Collected data:
::::::

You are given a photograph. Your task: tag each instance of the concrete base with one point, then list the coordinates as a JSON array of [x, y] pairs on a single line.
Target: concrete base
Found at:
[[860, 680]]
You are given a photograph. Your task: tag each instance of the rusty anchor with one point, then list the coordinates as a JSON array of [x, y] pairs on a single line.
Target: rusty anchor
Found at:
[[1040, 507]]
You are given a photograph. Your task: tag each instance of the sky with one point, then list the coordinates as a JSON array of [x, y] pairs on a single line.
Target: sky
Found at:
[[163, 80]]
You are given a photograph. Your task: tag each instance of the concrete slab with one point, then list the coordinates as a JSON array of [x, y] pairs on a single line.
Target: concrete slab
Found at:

::::::

WHAT THE TASK ASKS:
Output the lines from the one holding "of the rusty" through the last line, inclusive, as a JSON list of strings with one string per line and blank lines left out.

EXERCISE OUTPUT:
[
  "You are given a photograph. Your task: tag each instance of the rusty anchor with one point, then list the coordinates as a JSON array of [x, y] pairs on a single line.",
  "Target: rusty anchor",
  "Found at:",
  "[[1040, 507]]",
  "You are given a photograph. Your task: tag each instance of the sky with one point, then list the coordinates as a JSON array of [x, y] pairs on a single line.",
  "Target: sky",
  "Found at:",
  "[[163, 80]]",
  "You are given a photograph. Your task: tag each instance of the concrete slab with one point, then list the coordinates as a JSON array of [x, y] pairs on a single line.",
  "Target: concrete slab",
  "Found at:"
]